Task data ▸
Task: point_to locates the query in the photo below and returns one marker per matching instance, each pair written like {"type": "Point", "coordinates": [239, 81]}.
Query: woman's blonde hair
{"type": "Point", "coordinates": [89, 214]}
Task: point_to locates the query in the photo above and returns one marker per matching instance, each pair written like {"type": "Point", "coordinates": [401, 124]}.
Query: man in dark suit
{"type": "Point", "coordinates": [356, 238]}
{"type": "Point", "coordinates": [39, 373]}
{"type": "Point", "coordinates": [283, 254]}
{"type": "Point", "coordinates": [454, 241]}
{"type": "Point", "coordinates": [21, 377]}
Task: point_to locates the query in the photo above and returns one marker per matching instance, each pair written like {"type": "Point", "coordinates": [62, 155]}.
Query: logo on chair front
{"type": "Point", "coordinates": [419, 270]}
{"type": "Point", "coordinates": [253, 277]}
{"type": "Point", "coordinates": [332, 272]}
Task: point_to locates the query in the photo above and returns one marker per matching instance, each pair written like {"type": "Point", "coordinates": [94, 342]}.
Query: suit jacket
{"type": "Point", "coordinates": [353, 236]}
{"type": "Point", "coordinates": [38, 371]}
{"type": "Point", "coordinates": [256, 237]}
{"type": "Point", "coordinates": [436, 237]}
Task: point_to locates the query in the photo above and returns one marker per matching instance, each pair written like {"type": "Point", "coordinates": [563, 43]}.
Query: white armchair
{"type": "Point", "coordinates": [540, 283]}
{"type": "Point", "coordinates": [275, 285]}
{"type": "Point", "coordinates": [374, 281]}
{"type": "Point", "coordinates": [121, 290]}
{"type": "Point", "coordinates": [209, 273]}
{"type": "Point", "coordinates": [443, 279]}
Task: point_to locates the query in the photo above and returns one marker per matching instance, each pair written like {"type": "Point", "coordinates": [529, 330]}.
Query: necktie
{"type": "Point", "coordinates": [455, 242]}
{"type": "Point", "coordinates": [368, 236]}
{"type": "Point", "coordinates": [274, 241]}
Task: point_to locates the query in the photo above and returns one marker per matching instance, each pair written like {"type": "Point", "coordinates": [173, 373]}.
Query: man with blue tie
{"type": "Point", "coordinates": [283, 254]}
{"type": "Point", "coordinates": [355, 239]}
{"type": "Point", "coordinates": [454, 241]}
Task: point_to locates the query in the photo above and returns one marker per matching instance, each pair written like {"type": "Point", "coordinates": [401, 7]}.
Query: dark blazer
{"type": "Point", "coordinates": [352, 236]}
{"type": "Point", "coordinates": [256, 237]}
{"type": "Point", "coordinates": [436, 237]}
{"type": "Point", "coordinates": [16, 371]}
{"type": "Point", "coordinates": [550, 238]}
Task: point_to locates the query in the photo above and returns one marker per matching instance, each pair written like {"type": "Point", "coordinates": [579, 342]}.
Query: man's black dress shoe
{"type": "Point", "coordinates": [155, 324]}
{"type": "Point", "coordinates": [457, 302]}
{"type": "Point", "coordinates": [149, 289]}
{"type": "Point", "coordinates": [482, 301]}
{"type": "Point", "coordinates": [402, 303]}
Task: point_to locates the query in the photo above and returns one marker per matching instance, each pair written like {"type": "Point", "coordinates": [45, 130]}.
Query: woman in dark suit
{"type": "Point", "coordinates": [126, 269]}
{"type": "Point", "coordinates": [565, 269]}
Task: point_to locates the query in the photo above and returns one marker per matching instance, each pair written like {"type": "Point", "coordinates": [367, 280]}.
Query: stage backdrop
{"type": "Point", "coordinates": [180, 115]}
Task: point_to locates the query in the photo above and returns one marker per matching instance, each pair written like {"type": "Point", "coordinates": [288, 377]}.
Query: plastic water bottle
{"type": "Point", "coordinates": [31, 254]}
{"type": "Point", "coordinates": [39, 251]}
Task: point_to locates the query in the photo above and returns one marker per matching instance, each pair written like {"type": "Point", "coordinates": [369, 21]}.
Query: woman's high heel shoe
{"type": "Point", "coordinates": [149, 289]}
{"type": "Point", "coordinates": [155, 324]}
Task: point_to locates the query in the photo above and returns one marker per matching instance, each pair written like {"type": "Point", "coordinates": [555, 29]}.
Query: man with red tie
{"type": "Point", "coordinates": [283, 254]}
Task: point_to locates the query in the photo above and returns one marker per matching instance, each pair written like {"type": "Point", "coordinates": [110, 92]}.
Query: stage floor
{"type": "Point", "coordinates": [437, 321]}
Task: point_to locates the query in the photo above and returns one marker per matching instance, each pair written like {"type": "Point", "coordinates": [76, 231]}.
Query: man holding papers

Job ▸
Each record must be repeated exactly as it is.

Answer for this exercise ▸
Task: point_to locates the query in the photo below and returns one marker per matching instance, each pair written like {"type": "Point", "coordinates": [239, 81]}.
Query: woman's blonde hair
{"type": "Point", "coordinates": [89, 214]}
Task: point_to locates the query in the photo above and returns one marker per matching instance, each pair written like {"type": "Point", "coordinates": [401, 124]}.
Query: man in dark suit
{"type": "Point", "coordinates": [356, 238]}
{"type": "Point", "coordinates": [39, 373]}
{"type": "Point", "coordinates": [283, 254]}
{"type": "Point", "coordinates": [454, 241]}
{"type": "Point", "coordinates": [21, 377]}
Task: point_to locates the query in the photo above and returns one marker per matching instance, each pair written like {"type": "Point", "coordinates": [62, 155]}.
Query: logo on chair front
{"type": "Point", "coordinates": [419, 270]}
{"type": "Point", "coordinates": [253, 277]}
{"type": "Point", "coordinates": [332, 272]}
Task: point_to locates the query in the photo above and returns one marker per matching instance, each pair written like {"type": "Point", "coordinates": [94, 342]}.
Query: suit jacket
{"type": "Point", "coordinates": [353, 236]}
{"type": "Point", "coordinates": [38, 371]}
{"type": "Point", "coordinates": [256, 237]}
{"type": "Point", "coordinates": [436, 237]}
Task: point_to locates the query in the photo above and returns one marker per matching instance, each pair written like {"type": "Point", "coordinates": [563, 43]}.
Query: white armchair
{"type": "Point", "coordinates": [540, 283]}
{"type": "Point", "coordinates": [275, 285]}
{"type": "Point", "coordinates": [374, 281]}
{"type": "Point", "coordinates": [121, 290]}
{"type": "Point", "coordinates": [209, 273]}
{"type": "Point", "coordinates": [443, 279]}
Task: point_to locates the query in the photo above and returns one marker per matching instance, each pair written like {"type": "Point", "coordinates": [529, 330]}.
Query: necktie
{"type": "Point", "coordinates": [455, 242]}
{"type": "Point", "coordinates": [368, 236]}
{"type": "Point", "coordinates": [274, 241]}
Task: point_to locates the query in the photo above and returns one marker per matching instance, each pair written like {"type": "Point", "coordinates": [173, 373]}.
Query: man with blue tie
{"type": "Point", "coordinates": [283, 254]}
{"type": "Point", "coordinates": [355, 239]}
{"type": "Point", "coordinates": [454, 241]}
Task: point_to locates the query in the photo above and returns one marker per matching instance, each pair written like {"type": "Point", "coordinates": [401, 7]}.
Query: dark blazer
{"type": "Point", "coordinates": [352, 236]}
{"type": "Point", "coordinates": [256, 237]}
{"type": "Point", "coordinates": [436, 237]}
{"type": "Point", "coordinates": [16, 371]}
{"type": "Point", "coordinates": [550, 238]}
Task: point_to locates the query in the photo above and returns one marker per matching instance, each pair written like {"type": "Point", "coordinates": [579, 342]}.
Query: man's black dress shoe
{"type": "Point", "coordinates": [155, 324]}
{"type": "Point", "coordinates": [457, 302]}
{"type": "Point", "coordinates": [149, 289]}
{"type": "Point", "coordinates": [482, 301]}
{"type": "Point", "coordinates": [402, 303]}
Task: point_to locates the query in the photo above and returns one marker per matching instance, each pair written like {"type": "Point", "coordinates": [45, 130]}.
Query: woman in dark suit
{"type": "Point", "coordinates": [126, 269]}
{"type": "Point", "coordinates": [565, 269]}
Task: point_to locates the query in the photo above and returns one marker per matching instance, each pair written like {"type": "Point", "coordinates": [367, 280]}.
Query: stage backdrop
{"type": "Point", "coordinates": [180, 115]}
Task: point_to locates the query in the photo above and returns one marker per matching instance, each pair written like {"type": "Point", "coordinates": [288, 377]}.
Query: plastic water bottle
{"type": "Point", "coordinates": [31, 254]}
{"type": "Point", "coordinates": [39, 251]}
Task: point_to locates the query in the photo above and returns one marker per matching instance, each pair written like {"type": "Point", "coordinates": [369, 21]}.
Query: woman's high heel shoe
{"type": "Point", "coordinates": [149, 289]}
{"type": "Point", "coordinates": [155, 324]}
Task: point_to locates the query in the photo above and returns one marker per matching instance, each pair written like {"type": "Point", "coordinates": [555, 29]}.
Query: man with red tie
{"type": "Point", "coordinates": [283, 254]}
Task: point_to locates the query in the photo above and returns one marker per matching instance, each pair written like {"type": "Point", "coordinates": [110, 92]}.
Query: stage floor
{"type": "Point", "coordinates": [437, 321]}
Task: point_to locates the query in the photo above and returns one marker per matching instance, each pair written like {"type": "Point", "coordinates": [76, 231]}.
Query: man holding papers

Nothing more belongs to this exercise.